Brano fornito:
Space Force è una serie tv di Netflix creata da Greg Daniels, autore anche di The Office, e Steve Carell, che è il protagonista.

Un prodotto che è stato accolto abbastanza tiepidamente, soprattutto per una delusione dei fan storici di The Office. Ma proprio perché, secondo me, si sono fatti i confronti sbagliati.

In questa recensione, assolutamente senza spoiler, vi darò tre motivi per guardare almeno la prima stagione (a cui mi sono fermata, per ora).

Di cosa parla Space force?

Appena nominato generale a quattro stelle, il generale Naird viene messo a capo di una divisione militare per lo spazio chiamata Space force. La serie segue le sue vicissitudini nel dover portare risultati per mantenere in piedi la divisione, contro importanti minacce internazionali.

Vi lascio il trailer della prima stagione per farvi un’idea:

È un divertimento rilassato

Come detto, da questa serie non vi dovete aspettare The Office. L’umorismo per certi versi è simile, ma non vuole essere una sitcom (pure raffinata come The Office, appunto) che deve farti ridere continuamente.

Al contrario è una serie di genere commedia, piuttosto realistica, che fa ridere e appassionare ai suoi personaggi, che devono scontrarsi con problemi non da poco. Però sempre con un divertimento generalmente leggere e rilassato.

Testo del problema: Ricopia dalla recensione di Space Force il passo che va da "Vi lascio il" fino a "leggere e rilassato." compreso. Basatevi esclusivamente sulla recensione di Space Force.

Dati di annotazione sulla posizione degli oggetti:
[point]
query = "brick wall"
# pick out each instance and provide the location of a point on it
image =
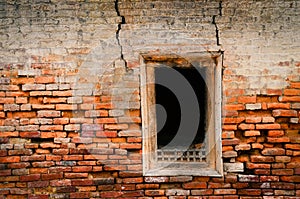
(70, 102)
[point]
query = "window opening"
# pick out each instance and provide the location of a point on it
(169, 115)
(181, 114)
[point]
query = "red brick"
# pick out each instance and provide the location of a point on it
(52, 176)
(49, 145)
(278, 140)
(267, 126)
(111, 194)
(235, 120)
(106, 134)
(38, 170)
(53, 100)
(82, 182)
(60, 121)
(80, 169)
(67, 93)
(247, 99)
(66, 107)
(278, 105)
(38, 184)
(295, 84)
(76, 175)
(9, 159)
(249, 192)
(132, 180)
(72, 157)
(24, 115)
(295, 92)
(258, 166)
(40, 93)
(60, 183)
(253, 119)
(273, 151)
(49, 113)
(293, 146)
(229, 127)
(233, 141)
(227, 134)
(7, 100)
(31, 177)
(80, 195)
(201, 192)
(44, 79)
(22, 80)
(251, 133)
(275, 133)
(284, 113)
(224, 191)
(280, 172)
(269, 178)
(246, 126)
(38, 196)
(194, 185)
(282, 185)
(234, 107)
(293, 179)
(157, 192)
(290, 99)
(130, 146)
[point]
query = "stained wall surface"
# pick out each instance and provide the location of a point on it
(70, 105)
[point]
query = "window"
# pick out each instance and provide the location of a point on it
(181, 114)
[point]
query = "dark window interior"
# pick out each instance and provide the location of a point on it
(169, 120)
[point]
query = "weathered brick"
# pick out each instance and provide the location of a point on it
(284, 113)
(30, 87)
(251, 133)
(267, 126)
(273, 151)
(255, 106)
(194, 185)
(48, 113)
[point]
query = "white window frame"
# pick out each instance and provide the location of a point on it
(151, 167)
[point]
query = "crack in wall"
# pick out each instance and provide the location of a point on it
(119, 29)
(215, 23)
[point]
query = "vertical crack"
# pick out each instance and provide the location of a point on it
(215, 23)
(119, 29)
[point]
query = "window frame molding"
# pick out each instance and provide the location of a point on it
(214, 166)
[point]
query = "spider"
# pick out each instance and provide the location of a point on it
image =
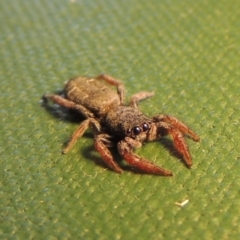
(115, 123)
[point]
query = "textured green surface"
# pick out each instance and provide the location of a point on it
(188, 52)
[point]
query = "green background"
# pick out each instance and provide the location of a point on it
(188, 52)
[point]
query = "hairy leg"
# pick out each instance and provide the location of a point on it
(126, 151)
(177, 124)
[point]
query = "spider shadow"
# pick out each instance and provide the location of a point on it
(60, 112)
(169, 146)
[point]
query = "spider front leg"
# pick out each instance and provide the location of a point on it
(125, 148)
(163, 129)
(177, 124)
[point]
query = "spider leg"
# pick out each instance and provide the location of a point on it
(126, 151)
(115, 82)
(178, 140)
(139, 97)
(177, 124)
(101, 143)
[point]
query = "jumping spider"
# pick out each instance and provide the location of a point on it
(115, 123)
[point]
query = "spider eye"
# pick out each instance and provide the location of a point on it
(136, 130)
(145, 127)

Risposta completa:
Vi lascio il trailer della prima stagione per farvi un’idea:

È un divertimento rilassato

Come detto, da questa serie non vi dovete aspettare The Office. L’umorismo per certi versi è simile, ma non vuole essere una sitcom (pure raffinata come The Office, appunto) che deve farti ridere continuamente.

Al contrario è una serie di genere commedia, piuttosto realistica, che fa ridere e appassionare ai suoi personaggi, che devono scontrarsi con problemi non da poco. Però sempre con un divertimento generalmente leggere e rilassato.